→ **GIVEN PROBLEM**:
Pull out every line of the records that contains the string "blue", matching case exactly.

→ **INPUT MATERIAL**:
------------------------------------

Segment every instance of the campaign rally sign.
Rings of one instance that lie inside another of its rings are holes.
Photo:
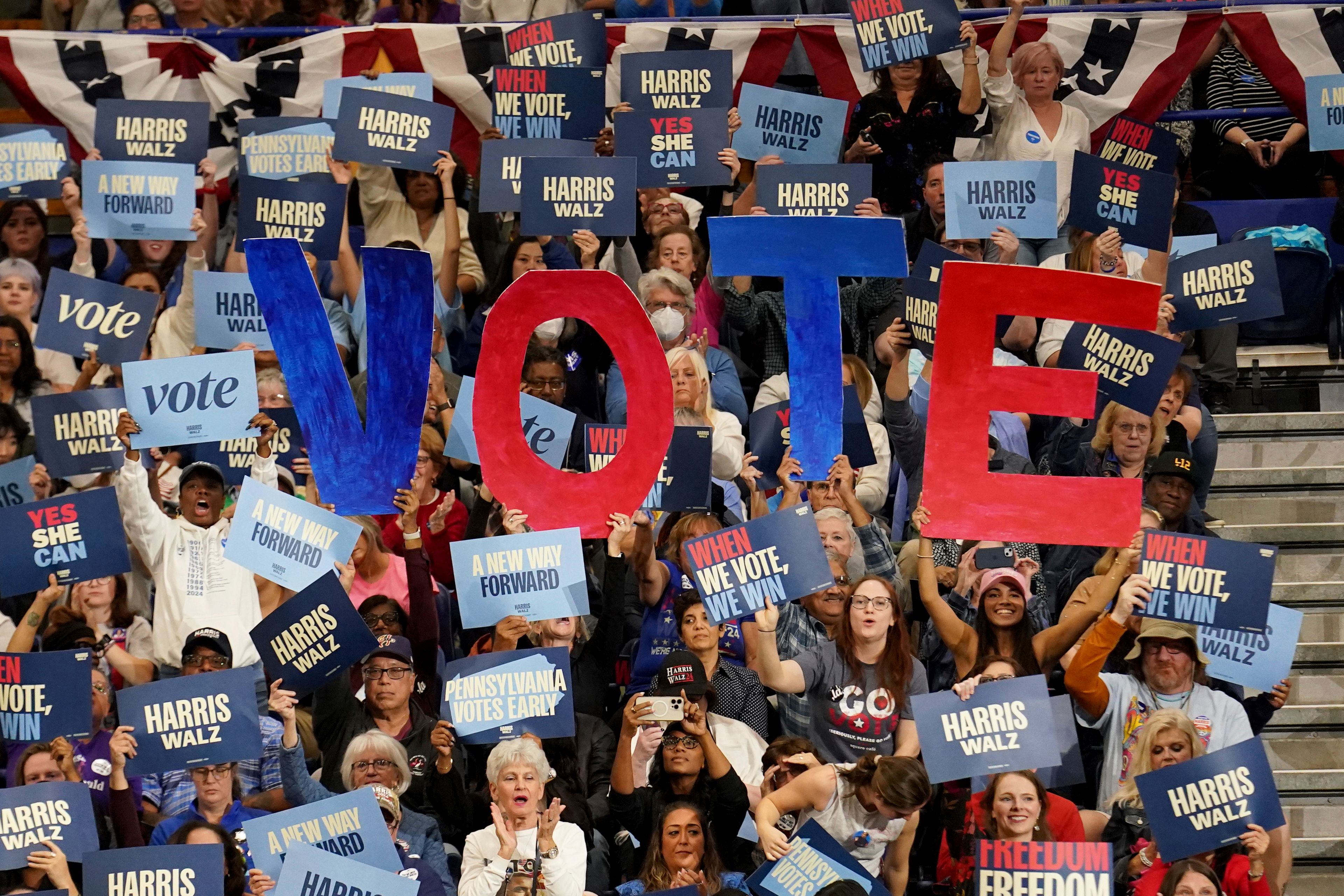
[[[1302,613],[1277,603],[1269,604],[1263,631],[1199,627],[1199,649],[1208,657],[1206,672],[1215,678],[1273,690],[1288,677],[1297,653]]]
[[[966,46],[952,0],[849,0],[849,17],[864,71]]]
[[[238,239],[297,239],[304,251],[336,261],[345,215],[344,184],[238,179]]]
[[[523,231],[634,232],[636,159],[523,159]]]
[[[1278,289],[1274,240],[1239,239],[1172,259],[1167,267],[1167,292],[1176,306],[1171,328],[1177,333],[1278,317],[1284,313],[1284,296]]]
[[[450,547],[465,629],[492,626],[504,617],[555,619],[589,611],[578,528],[468,539]]]
[[[1176,177],[1169,173],[1075,150],[1067,220],[1094,234],[1114,227],[1126,243],[1167,251],[1175,196]]]
[[[89,677],[87,664],[83,677]],[[83,685],[83,689],[87,690],[87,685]],[[89,712],[87,704],[85,712]],[[89,727],[87,719],[85,727]],[[89,787],[82,780],[48,780],[0,790],[0,819],[3,819],[0,830],[4,832],[0,833],[3,870],[27,868],[28,854],[44,849],[42,845],[44,840],[59,846],[71,862],[82,861],[85,853],[98,852],[98,825],[93,817],[93,799],[89,798]]]
[[[71,492],[0,508],[0,594],[40,591],[130,572],[117,493]]]
[[[195,165],[85,161],[83,199],[93,239],[196,239]]]
[[[759,165],[757,203],[771,215],[853,215],[872,195],[872,165]]]
[[[1052,161],[949,161],[942,187],[948,239],[984,239],[999,227],[1020,239],[1059,234]]]
[[[271,349],[270,330],[247,274],[198,270],[190,275],[195,278],[196,345],[231,349],[251,343],[263,352]]]
[[[224,559],[292,591],[302,591],[332,568],[347,563],[363,532],[336,516],[280,489],[243,478],[234,528]]]
[[[103,364],[140,360],[159,310],[157,296],[59,267],[52,267],[48,277],[36,348],[75,357],[95,351]]]
[[[340,103],[345,87],[379,90],[415,99],[434,99],[434,77],[427,71],[384,71],[376,78],[366,78],[364,75],[328,78],[323,82],[323,118],[340,118]]]
[[[239,118],[243,173],[266,180],[331,180],[327,150],[336,141],[335,124],[298,116]]]
[[[929,780],[1059,764],[1044,676],[992,681],[969,700],[952,690],[910,697]]]
[[[848,111],[843,99],[743,83],[738,95],[742,128],[732,145],[742,159],[774,153],[790,165],[829,165],[840,159]]]
[[[719,529],[685,543],[687,572],[704,599],[710,625],[749,617],[835,584],[806,504]]]
[[[1284,823],[1259,737],[1138,775],[1134,783],[1167,862],[1235,844],[1246,825],[1274,830]]]
[[[339,583],[336,588],[340,591]],[[345,598],[344,591],[340,594]],[[349,598],[344,603],[351,606]],[[355,615],[353,609],[351,614]],[[359,619],[358,615],[355,618]],[[364,625],[362,619],[360,625]],[[364,630],[368,631],[368,627],[364,626]],[[289,678],[285,678],[285,689],[292,690]],[[333,856],[394,873],[402,870],[402,860],[387,833],[383,810],[371,787],[359,787],[306,806],[250,818],[243,822],[243,833],[247,834],[247,852],[253,864],[271,880],[280,880],[285,853],[293,844],[316,846]]]
[[[261,756],[257,673],[250,666],[124,688],[117,707],[121,724],[136,727],[128,775]]]
[[[1074,324],[1059,349],[1059,367],[1094,371],[1102,395],[1140,414],[1152,414],[1181,351],[1176,340],[1148,330]]]
[[[1134,615],[1263,631],[1278,548],[1179,532],[1144,535],[1153,594]]]
[[[504,35],[511,66],[606,67],[606,26],[601,11],[566,12],[520,24]]]
[[[130,437],[136,450],[245,438],[257,416],[251,352],[134,361],[121,377],[126,410],[140,424]]]
[[[605,67],[495,66],[495,126],[511,138],[593,140],[605,120]]]
[[[228,543],[233,541],[230,536]],[[378,638],[329,566],[312,584],[258,622],[250,634],[271,681],[284,678],[285,690],[298,697],[317,690],[333,674],[378,647]]]
[[[567,15],[587,15],[571,12]],[[585,140],[485,140],[481,142],[481,211],[523,211],[523,157],[587,159]]]
[[[458,461],[480,463],[476,453],[476,433],[472,426],[472,399],[476,395],[476,379],[464,376],[457,390],[457,410],[448,429],[444,454]],[[532,454],[542,458],[556,470],[564,463],[564,454],[574,434],[574,411],[566,411],[559,404],[543,402],[535,395],[519,392],[519,415],[523,422],[523,438]],[[540,617],[548,619],[550,617]]]
[[[54,199],[69,177],[70,136],[58,125],[0,125],[0,199]]]
[[[578,535],[574,537],[578,540]],[[453,723],[465,744],[492,744],[528,733],[543,740],[574,736],[574,695],[566,647],[468,657],[445,665],[442,676],[439,716]]]
[[[641,109],[728,109],[731,50],[663,50],[621,55],[621,99]]]
[[[616,116],[616,154],[638,160],[636,184],[641,189],[731,184],[732,172],[719,161],[719,150],[727,145],[727,109]]]

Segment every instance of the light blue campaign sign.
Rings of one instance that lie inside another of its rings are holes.
[[[257,368],[251,352],[124,364],[126,410],[140,424],[130,447],[194,445],[255,435]]]
[[[774,153],[789,164],[828,165],[840,157],[848,111],[843,99],[743,82],[738,98],[742,128],[732,148],[742,159]]]
[[[1052,161],[948,163],[942,181],[949,239],[984,239],[999,227],[1020,239],[1059,234]]]
[[[331,570],[332,562],[349,560],[360,532],[358,523],[247,476],[238,493],[224,559],[302,591]]]
[[[251,343],[263,352],[271,349],[270,330],[247,274],[199,270],[191,277],[195,277],[196,345],[230,349],[238,343]]]

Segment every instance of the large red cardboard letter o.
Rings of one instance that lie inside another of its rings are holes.
[[[527,341],[543,321],[579,317],[606,340],[629,395],[625,445],[597,473],[562,473],[527,446],[519,424],[519,375]],[[481,476],[534,529],[577,525],[605,539],[613,512],[634,513],[657,480],[672,441],[672,377],[644,306],[610,271],[528,271],[485,318],[472,406]]]

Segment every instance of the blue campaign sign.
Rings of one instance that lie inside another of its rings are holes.
[[[1067,220],[1094,234],[1114,227],[1126,243],[1165,251],[1175,195],[1176,177],[1169,173],[1075,150]]]
[[[378,647],[378,638],[331,567],[258,622],[250,634],[271,681],[284,678],[285,690],[300,697]]]
[[[1215,678],[1273,690],[1288,677],[1297,653],[1302,613],[1277,603],[1269,604],[1265,631],[1199,627],[1199,649],[1208,657],[1206,672]]]
[[[191,230],[195,165],[85,161],[83,196],[94,239],[196,239]]]
[[[73,169],[65,128],[0,125],[0,199],[55,199]]]
[[[1278,548],[1179,532],[1144,535],[1153,594],[1134,615],[1263,631]]]
[[[952,690],[917,695],[910,709],[933,783],[1059,764],[1044,676],[982,684],[969,700]]]
[[[453,107],[380,90],[344,91],[332,156],[406,171],[434,171],[453,140]]]
[[[687,570],[710,625],[749,617],[835,584],[806,504],[687,541]]]
[[[771,215],[847,215],[872,195],[872,165],[761,165],[757,201]]]
[[[728,145],[727,109],[629,111],[616,117],[616,153],[638,160],[645,187],[711,187],[732,183],[719,163]]]
[[[257,416],[251,352],[136,361],[121,376],[126,410],[140,424],[130,437],[137,450],[245,438]]]
[[[327,150],[336,141],[335,124],[298,116],[239,118],[238,150],[245,173],[266,180],[329,181]]]
[[[621,99],[636,110],[734,105],[731,50],[626,52],[620,62]]]
[[[1059,367],[1094,371],[1102,395],[1140,414],[1152,414],[1181,351],[1180,343],[1157,333],[1074,324],[1059,349]]]
[[[456,560],[457,555],[453,556]],[[453,723],[462,743],[492,744],[527,733],[543,740],[574,736],[573,680],[566,647],[468,657],[445,665],[442,676],[439,716]]]
[[[433,99],[434,75],[427,71],[384,71],[376,78],[366,78],[364,75],[328,78],[323,82],[323,118],[340,118],[340,103],[345,87],[380,90],[415,99]]]
[[[942,167],[948,239],[984,239],[1007,227],[1020,239],[1059,234],[1052,161],[949,161]]]
[[[297,239],[304,251],[336,261],[345,187],[323,181],[238,179],[238,239]]]
[[[495,126],[511,140],[593,140],[605,121],[605,67],[495,66]]]
[[[250,666],[124,688],[117,707],[121,724],[136,727],[128,775],[261,758]]]
[[[790,165],[829,165],[840,157],[848,111],[843,99],[743,83],[734,149],[743,159],[774,153]]]
[[[358,523],[257,480],[243,478],[224,559],[292,591],[302,591],[348,563],[363,532]]]
[[[1284,823],[1259,737],[1138,775],[1134,783],[1167,862],[1235,844],[1246,825],[1274,830]]]
[[[75,357],[97,351],[103,364],[125,364],[140,360],[159,310],[159,297],[52,267],[42,310],[42,326],[34,340],[36,348]]]
[[[199,270],[195,278],[196,345],[231,349],[239,343],[251,343],[269,352],[270,330],[257,305],[247,274]]]
[[[466,629],[492,626],[504,617],[555,619],[589,611],[578,528],[468,539],[450,547]]]
[[[586,15],[571,12],[566,15]],[[481,142],[481,211],[523,211],[523,157],[587,159],[586,140],[485,140]]]
[[[0,508],[0,594],[12,596],[130,572],[117,493],[73,492]]]
[[[345,596],[340,584],[336,590]],[[349,606],[349,598],[344,603]],[[358,615],[355,618],[359,619]],[[360,625],[364,625],[363,621]],[[285,678],[285,688],[289,689],[289,678]],[[250,818],[243,822],[243,833],[247,834],[253,864],[271,880],[280,880],[285,854],[294,844],[324,849],[371,868],[392,873],[402,870],[402,860],[383,822],[383,810],[370,787]]]
[[[453,424],[448,429],[444,454],[460,461],[480,463],[476,453],[476,431],[472,426],[472,399],[476,395],[476,377],[464,376],[457,391],[457,410]],[[574,434],[574,411],[566,411],[559,404],[543,402],[535,395],[519,392],[519,415],[523,422],[523,438],[532,454],[542,458],[556,470],[564,463],[564,453]]]
[[[1171,328],[1179,333],[1278,317],[1284,296],[1274,240],[1239,239],[1175,259],[1167,267],[1167,292],[1176,306]]]
[[[636,159],[523,159],[523,230],[634,232]]]
[[[83,677],[89,677],[87,669]],[[81,688],[89,689],[83,681]],[[71,862],[83,861],[85,853],[98,852],[93,799],[82,780],[0,790],[0,817],[5,819],[4,834],[0,834],[0,870],[27,868],[28,854],[44,849],[44,840],[59,846]]]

------------------------------------

→ **EXERCISE RESPONSE**:
Segment every instance of the light blue campaign sign.
Segment every instance of the blue campaign sign.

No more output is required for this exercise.